- CONSIGNA DE TRABAJO 1
Según la reseña sobre Cementerio General, ¿mediante qué juego intenta la adolescente contactarse con el espíritu de su padre recién fallecido?
- CONSIGNA DE TRABAJO 2
Prosiga la reseña sobre Cementerio General a partir de su última oración.

- TEXTO BASE
----------------------------------------
La opera prima de Dorian Fernández-Moris, Cementerio General (2013), busca darle un toque local a aquel cine
de terror de sujetos con cámara en mano, de found
footage, de ficción que se camufla de estética documental, tan de moda
desde hace algunos años gracias al éxito de Actividad
paranormal (2007), aunque también claramente inspirado en El proyecto de la bruja de Blair (1999).
La cinta peruana va contando los espeluznantes sucesos ocurridos a partir de un
juego de ouija, con el que una adolescente, junto con su pequeña hermana y
algunos amigos, trata de contactarse con el espíritu de su padre recién
fallecido.
Casi en su integridad,
el largometraje lo vemos a partir del punto de vista de un chico voyeur, obsesionado con llevar siempre su
cámara, y registrar todo lo que ocurre a su alrededor. Inclusive, la ropa
interior por debajo de faldas colegiales, a la manera de un fan de las panty shots, o el prominente busto
escotado de Leslie Shaw. Sea que estemos hablando de películas que encajan o no
en el género de terror, los personajes que ven su máquina de video como un
medio indispensable para enfrentar la realidad, como una prótesis esencial ante
la vida, tienen una construcción especial. Pueden ser perversos con la
representación de lo tanático, como aquellos que protagonizan Tres rostros para el miedo de Powell o El video de Benny de Haneke; ser
arriesgados con su propia vida en un afán por no dejar de mirar, como los
camarógrafos de Rec o El último exorcismo; o también ser
ávidos por captar encuentros eróticos, como los que aparecen en Cloverfield o Proyecto X.
----------------------------------------
- MATERIAL PROPORCIONADO

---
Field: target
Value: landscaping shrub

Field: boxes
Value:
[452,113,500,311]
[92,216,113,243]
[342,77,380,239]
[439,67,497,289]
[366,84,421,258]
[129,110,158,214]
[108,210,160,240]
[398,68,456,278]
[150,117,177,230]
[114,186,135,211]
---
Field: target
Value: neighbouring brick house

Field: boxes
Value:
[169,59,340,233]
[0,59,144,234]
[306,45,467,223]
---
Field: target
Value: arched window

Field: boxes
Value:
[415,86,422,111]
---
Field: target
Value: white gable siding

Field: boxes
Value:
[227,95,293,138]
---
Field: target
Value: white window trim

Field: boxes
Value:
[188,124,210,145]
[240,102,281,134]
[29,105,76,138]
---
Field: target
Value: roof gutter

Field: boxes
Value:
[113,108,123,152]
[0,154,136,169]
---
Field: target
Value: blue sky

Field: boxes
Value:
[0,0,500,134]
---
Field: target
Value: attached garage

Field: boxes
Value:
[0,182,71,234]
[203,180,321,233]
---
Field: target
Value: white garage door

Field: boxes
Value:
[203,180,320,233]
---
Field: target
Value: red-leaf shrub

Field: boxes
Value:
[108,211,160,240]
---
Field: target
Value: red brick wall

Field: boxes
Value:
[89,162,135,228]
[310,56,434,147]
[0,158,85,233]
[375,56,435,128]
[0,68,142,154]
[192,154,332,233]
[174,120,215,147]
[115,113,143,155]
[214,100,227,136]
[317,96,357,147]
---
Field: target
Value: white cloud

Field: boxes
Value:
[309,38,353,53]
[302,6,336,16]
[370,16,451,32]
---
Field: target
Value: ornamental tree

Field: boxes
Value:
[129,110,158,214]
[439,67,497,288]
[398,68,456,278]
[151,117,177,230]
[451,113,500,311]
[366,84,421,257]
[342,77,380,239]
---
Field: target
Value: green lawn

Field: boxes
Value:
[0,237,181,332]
----------------------------------------
- ESPACIO DE RESPUESTA 1
Mediante un juego de ouija.

- ESPACIO DE RESPUESTA 2
El teenager fisgón que vemos en Cementerio
General es apenas un débil esbozo, una tenue sombra, un vago reflejo, de
algunos de los “hombres de la cámara” antes descritos. Es difícil creer que un
chico así de tembloroso y llorón, tan emocionalmente frágil en sus gestos, que
parece tenerle miedo al cuco más que un niño, pueda estar dispuesto a cargar su
cámara sin cesar, a pesar del enfrentamiento con fuerzas ocultas. Lo mismo puede
decirse de los otros personajes, que son una caricatura involuntaria y sosa de
los personajes arquetípicos de las slasher
movies ochenteras: la chica buena y pura, el gordo “lorna” y mala suerte,
la mujer voluptuosa y sexual, el adolescente musculoso y básico. Vemos actores
que apenas logran repetir mecánicamente los diálogos del guion, casi
recitándolos. Quizá por eso algunos de los pocos momentos que tienen algo de
gracia son aquellos de humor colegial, de chacota. Como aquel en que uno de los
chicos le deletrea las frases fantasmales de la ouija a otro para gastarle una
broma, o ese en que se escucha en el cementerio, de sorpresa, “Carmina Burana”
de Carl Orff, pero desde el celular de uno de los adolescentes. Y tal vez
tienen algo de gracia porque la narración de la cinta es colegial.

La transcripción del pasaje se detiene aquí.